Pull every line with "white" from the data.

═════ SUPPLIED DATA ═════

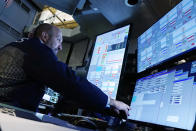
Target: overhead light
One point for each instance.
(131, 3)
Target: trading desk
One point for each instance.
(15, 119)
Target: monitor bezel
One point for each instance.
(125, 54)
(166, 61)
(154, 125)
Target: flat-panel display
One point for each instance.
(174, 34)
(107, 60)
(166, 98)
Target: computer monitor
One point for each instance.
(107, 60)
(173, 35)
(166, 98)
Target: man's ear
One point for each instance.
(44, 37)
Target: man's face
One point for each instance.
(55, 40)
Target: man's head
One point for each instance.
(50, 35)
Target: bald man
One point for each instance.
(27, 66)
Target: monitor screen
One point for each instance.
(166, 98)
(107, 60)
(174, 34)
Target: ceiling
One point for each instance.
(98, 16)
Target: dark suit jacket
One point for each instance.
(28, 65)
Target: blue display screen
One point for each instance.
(167, 98)
(174, 34)
(107, 59)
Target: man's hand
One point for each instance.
(119, 106)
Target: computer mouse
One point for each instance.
(84, 122)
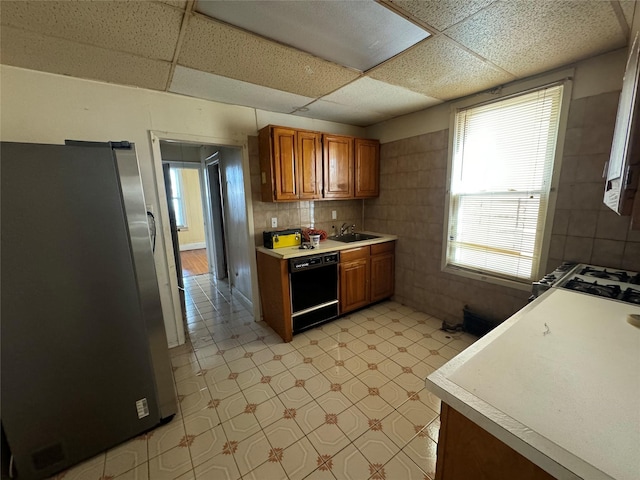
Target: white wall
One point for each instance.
(45, 108)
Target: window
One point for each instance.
(176, 197)
(502, 164)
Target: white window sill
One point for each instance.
(524, 285)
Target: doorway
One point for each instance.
(237, 218)
(194, 198)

═════

_RESULT OF THE TASK_:
Target: white wall
Target: white window sill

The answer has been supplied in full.